### Aim of the exercise
Nothing but the pictures gets dropped; retype every entry exactly.

### Input for this task
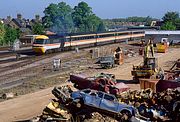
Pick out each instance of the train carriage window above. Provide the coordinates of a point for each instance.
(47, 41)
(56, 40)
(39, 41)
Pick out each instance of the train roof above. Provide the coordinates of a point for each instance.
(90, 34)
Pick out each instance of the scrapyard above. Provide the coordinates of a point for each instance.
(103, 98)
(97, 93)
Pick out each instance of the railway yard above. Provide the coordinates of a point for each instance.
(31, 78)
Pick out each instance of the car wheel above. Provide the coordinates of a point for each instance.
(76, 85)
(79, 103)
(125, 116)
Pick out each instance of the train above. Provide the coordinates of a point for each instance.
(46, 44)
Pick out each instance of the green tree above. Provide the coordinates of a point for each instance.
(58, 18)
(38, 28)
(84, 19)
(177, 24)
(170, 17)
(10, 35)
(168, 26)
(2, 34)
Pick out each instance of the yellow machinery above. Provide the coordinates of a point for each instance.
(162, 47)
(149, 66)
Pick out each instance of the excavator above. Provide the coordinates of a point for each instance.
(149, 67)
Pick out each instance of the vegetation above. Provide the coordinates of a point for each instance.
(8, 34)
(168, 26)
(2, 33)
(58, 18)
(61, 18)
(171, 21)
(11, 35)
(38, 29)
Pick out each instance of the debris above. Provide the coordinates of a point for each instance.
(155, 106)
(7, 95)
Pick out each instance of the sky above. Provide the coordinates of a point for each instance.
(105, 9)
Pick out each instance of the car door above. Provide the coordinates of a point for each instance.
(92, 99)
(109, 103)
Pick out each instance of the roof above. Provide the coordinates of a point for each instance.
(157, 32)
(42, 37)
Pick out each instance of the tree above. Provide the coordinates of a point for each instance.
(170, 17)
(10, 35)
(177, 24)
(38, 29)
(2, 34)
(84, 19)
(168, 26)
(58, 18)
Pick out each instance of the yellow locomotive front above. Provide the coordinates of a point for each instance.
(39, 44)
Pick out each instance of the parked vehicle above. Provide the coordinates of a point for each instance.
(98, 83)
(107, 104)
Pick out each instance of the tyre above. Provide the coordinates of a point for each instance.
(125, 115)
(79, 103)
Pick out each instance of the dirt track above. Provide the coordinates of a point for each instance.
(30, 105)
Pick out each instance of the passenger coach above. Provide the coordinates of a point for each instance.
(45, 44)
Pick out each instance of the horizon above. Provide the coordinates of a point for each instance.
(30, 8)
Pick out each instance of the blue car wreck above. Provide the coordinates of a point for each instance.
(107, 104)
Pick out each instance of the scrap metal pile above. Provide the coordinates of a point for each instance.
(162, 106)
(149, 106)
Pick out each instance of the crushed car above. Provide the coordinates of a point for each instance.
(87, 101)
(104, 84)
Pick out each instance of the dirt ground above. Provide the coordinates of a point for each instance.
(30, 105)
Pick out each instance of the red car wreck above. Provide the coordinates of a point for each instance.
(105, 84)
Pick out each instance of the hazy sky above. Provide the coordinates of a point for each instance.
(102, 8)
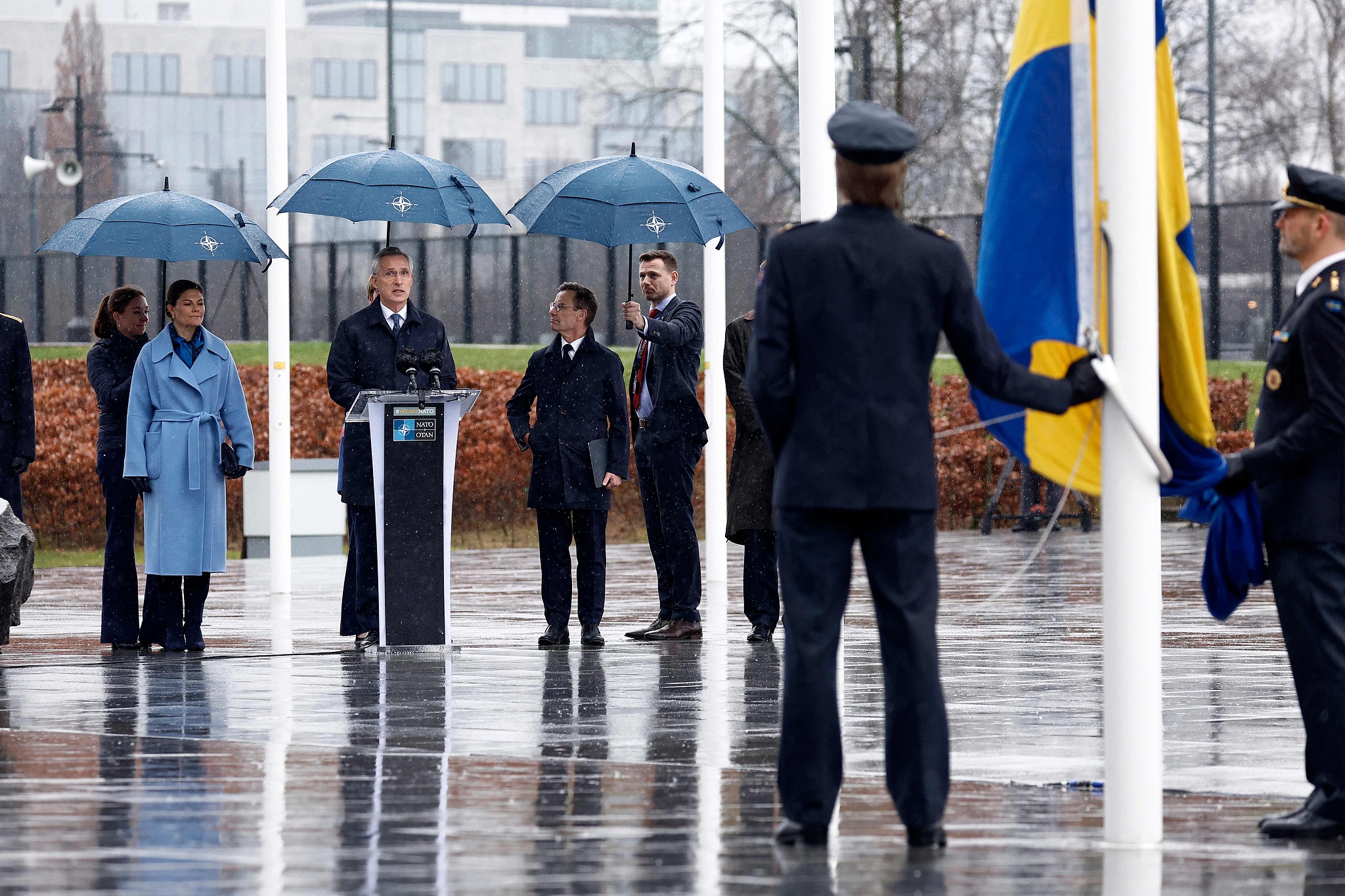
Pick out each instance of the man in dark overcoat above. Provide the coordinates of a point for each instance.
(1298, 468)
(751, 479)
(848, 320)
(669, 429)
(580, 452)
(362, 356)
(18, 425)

### Result below
Pick out each instance of the train carriage window above. Provide the coordinates of a point for each instance.
(47, 41)
(56, 40)
(39, 41)
Pick out each instance of the train roof above. Provide the coordinates of a point for each instance.
(90, 34)
Pick out each instance of the scrapyard above. Provide the coordinates of a point for each instance.
(103, 98)
(97, 93)
Pick out each instance of the railway yard above. Provide the coordinates of a point for each instance.
(31, 78)
Pick out each instance of the car wheel above. Provide the coordinates of a point for each instance.
(76, 85)
(79, 103)
(125, 116)
Pick out each instance of the train above. Provide the coordinates of a point for each instance.
(46, 44)
Pick out each instance of the green tree above. Provide the coordinates of a point for each instance.
(58, 18)
(38, 28)
(84, 19)
(177, 24)
(170, 17)
(10, 35)
(168, 26)
(2, 34)
Pick out each instance of the yellow machinery above. Provide the coordinates of a point for each instance.
(162, 47)
(149, 66)
Pick out each instance of the excavator above. Provide the coordinates of a point for each instance.
(149, 67)
Pick out each instance of the vegetation above. Provide the coordinates of a point for each instance.
(8, 34)
(168, 26)
(2, 33)
(58, 18)
(61, 18)
(171, 21)
(11, 35)
(38, 29)
Pick out each instance of the debris above. Provide the coordinates of a point for each instance.
(155, 106)
(7, 95)
Pick out each instance of the sky above. Provide the coordinates of a point for each instance.
(105, 9)
Pick out each instance of the car door above. Provide the coordinates of a point for each instance.
(92, 99)
(109, 103)
Pick out each instance of the roof above. Provide the coordinates of a point for each instance.
(157, 32)
(42, 37)
Pick out each instance of the tree above. Provide the coordinates of a point for each instance.
(170, 17)
(10, 35)
(177, 24)
(38, 29)
(2, 34)
(84, 19)
(168, 26)
(58, 18)
Pick out each instance of the yellow locomotive front above. Provide the coordinates of a point for each instance.
(39, 44)
Pick out each instance of the parked vehicle above. Provide the coordinates of a point for each instance.
(98, 83)
(107, 104)
Pick out each instance of the tyre above. Provide the coordinates of a point for each instance.
(125, 115)
(79, 103)
Pick out each instance of the dirt track above. Provide the coordinates of a point for each instance.
(30, 105)
Pick out each instance of the passenger coach above. Provide the coordinates of a point for each instance.
(45, 44)
Pick out each instance of the horizon above. Provide the coordinates of a point for each instance.
(30, 8)
Pick out each instance of the blue car wreck above. Provide the coordinates of a point for each instance.
(107, 104)
Pick out each instance of the scrap metal pile above. Provide the coordinates of a point for each instance.
(162, 106)
(149, 106)
Pick out each instance of the crushed car above. Provide the coordinates of a point for each instance.
(87, 101)
(104, 84)
Pick out each instance of the dirt ground above. Provide the coordinates of a point for each instance.
(30, 105)
Pick out each instance of the red car wreck above. Provide the coordinates of a point for each instance.
(105, 84)
Pick out each instance of the hazy sky above. Provide the coordinates of a point for each instance.
(102, 8)
Pick out each instance of the man in dark overcoat above. Provide the coordinates of a point for each instance.
(1298, 468)
(751, 479)
(848, 320)
(669, 429)
(580, 452)
(362, 356)
(18, 425)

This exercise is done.